*Tasks and exercises*
(1) Answer these from the Denny McLain profile:
(a) On what date did the Tigers make the waiver claim that brought McLain from the White Sox?
(b) What ERA did McLain post at Triple-A Syracuse?
(c) What record did the 1967 Tigers finish with?
(2) In the Denny McLain profile, turn the paragraph beginning "McLain didn't spend a lot of time in the minors" into a short bulleted list that keeps its main facts.
(3) Translate this sentence from the Denny McLain profile into Spanish: "The 1967 Tigers were involved in the pennant race until the end, finishing 91-71, a game behind the Boston Red Sox."

*Page text*
The Detroit Tigers couldn’t have known what they were getting when they made a rather innocuous waiver claim of a 19-year-old right-handed pitcher from the Chicago White Sox on April 8, 1963. But they got one of the great characters of the game in Denny McLain. Often, he didn’t show up at the ballpark when he wasn’t scheduled to pitch. He drank a case of Pepsi every day. He liked to gamble. After tossing his obligatory two innings in the 1968 All-Star Game (in which, somehow, he wasn’t the starter), he left the Astrodome and caught a flight to Las Vegas. He loved to play the Hammond organ and fancied himself more as a musician than a ball player. This talent resulted in a recording contract, two vinyl record albums (kids, ask your parents), and an appearance on The Ed Sullivan Show. He craved celebrity and money. It was alleged that he got involved with some shady characters. He was difficult and self-centered, and had a short fuse. Oh – and in 1968, he became baseball’s first 30-game winner in 34 years, a feat no pitcher has accomplished since.
McLain didn’t spend a lot of time in the minors. He made his major league debut at age 19 on September 21, 1963, pitching a complete game and beating the White Sox, 4-3, while giving up just one earned run. The next season, he posted a 1.53 ERA and 0.949 WHIP in eight games at Triple-A Syracuse. With seemingly nothing more to prove in the minors, he was in the majors to stay by June 1964. He had a breakthrough season in 1965, when he went 16-6 with a 2.61 ERA and 1.071 WHIP. He reached the coveted 20-win plateau in 1966, but with 14 losses, and made his first All-Star team. But across 1966 and 1967, his ERA ballooned to 3.86, and he led the majors in surrendering home runs in both seasons.
In addition to the decline in production, McLain was starting to drive his manager, the staid Mayo Smith, crazy. The 1967 Tigers were involved in the pennant race until the end, finishing 91-71, a game behind the Boston Red Sox. On September 18, McLain suffered a mysterious injury that was never fully explained. He had injured his ankle. Or maybe he dislocated his toes. Perhaps he did it as he kicked his locker in frustration after a rough outing. Or, as McLain explained, he fell off his couch at home after falling asleep. Unable to put weight on his foot, he pitched just 2-2/3 innings the rest of the season. When asked who might pitch in the 1967 World Series should the Tigers make it, Smith suggested any pitcher who could avoid falling off his couch.

Pointing and labeling entries:
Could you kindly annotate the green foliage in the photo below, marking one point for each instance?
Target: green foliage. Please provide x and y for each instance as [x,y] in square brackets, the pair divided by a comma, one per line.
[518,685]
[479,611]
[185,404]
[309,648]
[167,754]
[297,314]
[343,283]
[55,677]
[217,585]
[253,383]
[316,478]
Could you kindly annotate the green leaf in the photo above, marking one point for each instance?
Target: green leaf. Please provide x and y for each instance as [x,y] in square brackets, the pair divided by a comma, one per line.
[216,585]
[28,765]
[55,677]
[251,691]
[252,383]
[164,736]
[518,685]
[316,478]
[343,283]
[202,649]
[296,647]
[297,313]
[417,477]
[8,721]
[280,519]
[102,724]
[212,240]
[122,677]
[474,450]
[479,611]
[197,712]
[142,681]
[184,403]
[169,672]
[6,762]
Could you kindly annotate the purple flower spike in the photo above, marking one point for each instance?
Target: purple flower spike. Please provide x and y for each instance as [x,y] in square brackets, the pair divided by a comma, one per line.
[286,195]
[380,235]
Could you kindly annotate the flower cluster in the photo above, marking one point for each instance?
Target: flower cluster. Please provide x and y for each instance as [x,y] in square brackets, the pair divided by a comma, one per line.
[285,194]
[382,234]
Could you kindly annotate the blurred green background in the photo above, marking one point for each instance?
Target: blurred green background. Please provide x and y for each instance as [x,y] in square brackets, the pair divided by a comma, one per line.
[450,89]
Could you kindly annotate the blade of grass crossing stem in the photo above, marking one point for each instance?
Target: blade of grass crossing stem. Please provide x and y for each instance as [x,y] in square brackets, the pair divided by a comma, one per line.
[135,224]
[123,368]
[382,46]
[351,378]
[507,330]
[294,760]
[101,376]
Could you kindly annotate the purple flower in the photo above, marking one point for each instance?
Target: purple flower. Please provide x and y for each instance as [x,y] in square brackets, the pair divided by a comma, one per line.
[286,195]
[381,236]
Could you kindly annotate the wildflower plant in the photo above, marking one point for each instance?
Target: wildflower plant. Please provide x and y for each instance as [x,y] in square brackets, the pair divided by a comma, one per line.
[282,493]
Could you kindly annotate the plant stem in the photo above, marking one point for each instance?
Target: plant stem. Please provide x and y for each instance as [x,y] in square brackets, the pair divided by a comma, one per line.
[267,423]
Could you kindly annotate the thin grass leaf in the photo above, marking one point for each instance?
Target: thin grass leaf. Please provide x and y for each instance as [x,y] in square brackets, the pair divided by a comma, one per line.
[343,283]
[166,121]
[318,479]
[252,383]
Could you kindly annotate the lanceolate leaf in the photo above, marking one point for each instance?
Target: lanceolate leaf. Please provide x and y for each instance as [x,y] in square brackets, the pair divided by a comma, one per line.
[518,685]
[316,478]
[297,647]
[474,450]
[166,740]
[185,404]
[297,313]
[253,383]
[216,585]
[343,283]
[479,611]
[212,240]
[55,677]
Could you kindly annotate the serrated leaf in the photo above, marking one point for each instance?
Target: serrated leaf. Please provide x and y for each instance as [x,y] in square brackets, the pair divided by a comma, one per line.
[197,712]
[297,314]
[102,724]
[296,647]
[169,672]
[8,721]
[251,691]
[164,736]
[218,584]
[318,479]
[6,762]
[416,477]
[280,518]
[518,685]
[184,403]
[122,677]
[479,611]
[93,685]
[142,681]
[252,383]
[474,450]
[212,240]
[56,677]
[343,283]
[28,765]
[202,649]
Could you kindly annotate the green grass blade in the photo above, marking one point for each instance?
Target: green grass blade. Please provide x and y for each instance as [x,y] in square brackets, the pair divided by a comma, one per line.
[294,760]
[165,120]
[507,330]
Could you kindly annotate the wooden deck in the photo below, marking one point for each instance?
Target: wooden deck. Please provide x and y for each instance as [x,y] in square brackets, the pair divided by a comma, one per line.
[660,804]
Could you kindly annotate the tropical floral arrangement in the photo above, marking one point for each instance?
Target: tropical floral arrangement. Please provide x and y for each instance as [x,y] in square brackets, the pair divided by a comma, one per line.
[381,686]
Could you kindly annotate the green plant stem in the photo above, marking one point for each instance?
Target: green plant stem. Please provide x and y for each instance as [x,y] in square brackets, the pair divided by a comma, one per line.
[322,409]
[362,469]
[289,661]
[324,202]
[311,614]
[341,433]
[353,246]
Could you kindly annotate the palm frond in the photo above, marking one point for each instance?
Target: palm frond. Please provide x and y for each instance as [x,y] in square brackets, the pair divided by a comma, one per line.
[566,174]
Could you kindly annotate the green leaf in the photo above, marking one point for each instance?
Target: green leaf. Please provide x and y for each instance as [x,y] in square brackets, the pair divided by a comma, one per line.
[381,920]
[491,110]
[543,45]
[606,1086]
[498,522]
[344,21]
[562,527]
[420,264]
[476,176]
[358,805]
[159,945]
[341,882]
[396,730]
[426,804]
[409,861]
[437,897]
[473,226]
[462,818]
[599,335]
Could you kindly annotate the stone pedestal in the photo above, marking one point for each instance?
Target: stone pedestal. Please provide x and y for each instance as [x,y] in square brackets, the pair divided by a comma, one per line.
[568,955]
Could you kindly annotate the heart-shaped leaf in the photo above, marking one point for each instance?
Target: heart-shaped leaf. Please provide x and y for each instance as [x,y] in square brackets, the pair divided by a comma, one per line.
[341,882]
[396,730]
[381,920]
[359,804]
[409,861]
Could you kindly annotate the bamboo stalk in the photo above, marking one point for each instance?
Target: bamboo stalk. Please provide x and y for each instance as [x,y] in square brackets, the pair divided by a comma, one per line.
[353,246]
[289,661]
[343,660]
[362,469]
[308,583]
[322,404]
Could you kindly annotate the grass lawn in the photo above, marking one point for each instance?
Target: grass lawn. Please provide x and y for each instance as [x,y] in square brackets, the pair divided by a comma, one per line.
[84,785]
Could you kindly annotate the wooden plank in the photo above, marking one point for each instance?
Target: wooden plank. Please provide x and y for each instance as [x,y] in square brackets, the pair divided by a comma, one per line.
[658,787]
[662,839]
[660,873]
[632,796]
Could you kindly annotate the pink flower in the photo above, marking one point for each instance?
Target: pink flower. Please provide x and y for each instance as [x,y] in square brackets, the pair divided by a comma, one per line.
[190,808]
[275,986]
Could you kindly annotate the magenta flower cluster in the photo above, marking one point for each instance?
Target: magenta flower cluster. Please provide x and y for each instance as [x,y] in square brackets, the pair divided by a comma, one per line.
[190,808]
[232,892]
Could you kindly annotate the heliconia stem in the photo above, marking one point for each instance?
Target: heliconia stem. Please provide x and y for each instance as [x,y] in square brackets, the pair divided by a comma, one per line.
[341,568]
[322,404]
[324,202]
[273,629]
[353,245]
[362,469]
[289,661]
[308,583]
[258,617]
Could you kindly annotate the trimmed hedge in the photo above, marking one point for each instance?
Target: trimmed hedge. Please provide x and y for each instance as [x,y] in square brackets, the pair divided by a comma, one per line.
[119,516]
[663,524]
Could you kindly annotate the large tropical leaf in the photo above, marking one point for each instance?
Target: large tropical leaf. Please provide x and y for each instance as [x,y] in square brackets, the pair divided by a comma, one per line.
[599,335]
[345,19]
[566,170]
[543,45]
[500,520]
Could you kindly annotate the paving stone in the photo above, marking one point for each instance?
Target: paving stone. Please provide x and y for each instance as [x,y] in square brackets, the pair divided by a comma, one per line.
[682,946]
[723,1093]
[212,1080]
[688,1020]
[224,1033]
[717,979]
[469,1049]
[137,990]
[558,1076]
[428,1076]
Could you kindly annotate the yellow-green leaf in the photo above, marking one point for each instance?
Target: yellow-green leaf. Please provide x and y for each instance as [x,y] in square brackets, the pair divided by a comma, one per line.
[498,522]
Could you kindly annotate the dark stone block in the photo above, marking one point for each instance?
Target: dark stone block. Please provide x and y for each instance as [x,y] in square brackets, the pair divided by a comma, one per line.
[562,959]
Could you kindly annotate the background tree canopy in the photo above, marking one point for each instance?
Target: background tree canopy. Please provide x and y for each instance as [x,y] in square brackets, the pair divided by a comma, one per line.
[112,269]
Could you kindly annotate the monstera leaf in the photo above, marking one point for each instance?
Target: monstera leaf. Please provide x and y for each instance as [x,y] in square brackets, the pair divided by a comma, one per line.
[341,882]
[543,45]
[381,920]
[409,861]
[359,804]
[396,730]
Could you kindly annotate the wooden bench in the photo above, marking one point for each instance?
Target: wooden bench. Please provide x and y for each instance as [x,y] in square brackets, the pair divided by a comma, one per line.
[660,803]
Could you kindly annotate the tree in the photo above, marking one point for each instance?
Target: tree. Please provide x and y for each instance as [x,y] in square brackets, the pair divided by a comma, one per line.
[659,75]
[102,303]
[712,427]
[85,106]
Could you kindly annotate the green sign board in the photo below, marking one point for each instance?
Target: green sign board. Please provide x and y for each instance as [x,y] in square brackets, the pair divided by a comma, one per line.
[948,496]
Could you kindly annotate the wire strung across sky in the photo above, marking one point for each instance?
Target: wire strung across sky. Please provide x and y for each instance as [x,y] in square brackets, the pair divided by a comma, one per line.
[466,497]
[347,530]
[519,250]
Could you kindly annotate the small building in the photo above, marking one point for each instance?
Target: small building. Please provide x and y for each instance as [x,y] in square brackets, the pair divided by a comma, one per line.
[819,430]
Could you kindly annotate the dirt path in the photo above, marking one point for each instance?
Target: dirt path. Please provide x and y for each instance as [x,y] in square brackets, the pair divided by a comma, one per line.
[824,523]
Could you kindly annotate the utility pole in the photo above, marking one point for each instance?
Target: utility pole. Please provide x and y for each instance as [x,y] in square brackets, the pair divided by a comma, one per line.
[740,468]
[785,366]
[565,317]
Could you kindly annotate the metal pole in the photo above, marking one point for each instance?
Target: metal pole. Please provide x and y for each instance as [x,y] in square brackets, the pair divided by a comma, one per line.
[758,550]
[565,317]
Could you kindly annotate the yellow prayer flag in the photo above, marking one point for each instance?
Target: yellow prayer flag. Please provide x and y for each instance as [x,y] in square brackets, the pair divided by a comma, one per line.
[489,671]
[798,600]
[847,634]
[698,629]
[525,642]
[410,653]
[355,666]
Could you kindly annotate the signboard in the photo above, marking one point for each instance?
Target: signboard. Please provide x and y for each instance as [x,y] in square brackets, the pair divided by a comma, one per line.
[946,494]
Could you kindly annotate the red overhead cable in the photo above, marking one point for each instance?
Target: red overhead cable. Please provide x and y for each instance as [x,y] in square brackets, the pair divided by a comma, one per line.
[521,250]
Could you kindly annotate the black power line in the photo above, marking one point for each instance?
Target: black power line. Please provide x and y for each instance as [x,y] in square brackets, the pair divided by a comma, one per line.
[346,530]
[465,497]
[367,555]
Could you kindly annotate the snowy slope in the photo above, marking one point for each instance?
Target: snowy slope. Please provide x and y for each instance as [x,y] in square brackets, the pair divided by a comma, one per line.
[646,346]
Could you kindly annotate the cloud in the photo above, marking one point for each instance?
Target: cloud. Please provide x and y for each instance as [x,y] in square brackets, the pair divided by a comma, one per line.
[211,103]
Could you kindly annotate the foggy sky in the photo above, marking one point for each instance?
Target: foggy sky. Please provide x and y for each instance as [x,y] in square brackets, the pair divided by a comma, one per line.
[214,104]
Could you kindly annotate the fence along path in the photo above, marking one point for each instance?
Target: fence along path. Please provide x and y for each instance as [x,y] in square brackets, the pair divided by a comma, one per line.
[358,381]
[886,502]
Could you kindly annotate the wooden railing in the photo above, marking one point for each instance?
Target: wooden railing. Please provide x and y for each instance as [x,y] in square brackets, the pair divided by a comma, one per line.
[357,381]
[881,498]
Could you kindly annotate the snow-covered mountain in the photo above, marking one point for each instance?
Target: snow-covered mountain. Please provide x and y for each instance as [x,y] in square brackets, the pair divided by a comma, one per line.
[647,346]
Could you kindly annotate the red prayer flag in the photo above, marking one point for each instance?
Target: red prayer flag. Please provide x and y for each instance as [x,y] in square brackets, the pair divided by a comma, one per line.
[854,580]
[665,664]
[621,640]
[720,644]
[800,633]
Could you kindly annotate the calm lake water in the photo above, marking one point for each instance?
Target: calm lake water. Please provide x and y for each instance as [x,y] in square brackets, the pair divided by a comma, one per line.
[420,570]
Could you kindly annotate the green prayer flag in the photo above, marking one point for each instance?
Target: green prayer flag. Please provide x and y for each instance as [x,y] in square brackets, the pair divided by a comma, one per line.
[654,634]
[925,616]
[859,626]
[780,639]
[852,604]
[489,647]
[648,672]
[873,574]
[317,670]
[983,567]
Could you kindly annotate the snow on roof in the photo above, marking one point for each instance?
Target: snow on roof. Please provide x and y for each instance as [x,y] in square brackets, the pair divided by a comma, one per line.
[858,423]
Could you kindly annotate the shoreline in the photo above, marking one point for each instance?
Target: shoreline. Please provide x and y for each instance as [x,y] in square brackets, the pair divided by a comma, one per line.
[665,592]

*Expected outputs*
(1)
(a) April 8, 1963
(b) 1.53
(c) 91-71

(2)
- Made his major league debut at age 19 on September 21, 1963, with a complete-game 4-3 win over the White Sox, allowing one earned run.
- In 1964, posted a 1.53 ERA and 0.949 WHIP in eight games at Triple-A Syracuse, and was in the majors to stay by June.
- Broke through in 1965 with a 16-6 record, 2.61 ERA and 1.071 WHIP.
- Won 20 games in 1966, with 14 losses, and made his first All-Star team.
- Across 1966 and 1967, his ERA rose to 3.86, and he led the majors in home runs allowed both seasons.

(3) Los Tigers de 1967 estuvieron en la lucha por el banderín hasta el final y terminaron con marca de 91-71, a un juego de los Red Sox de Boston.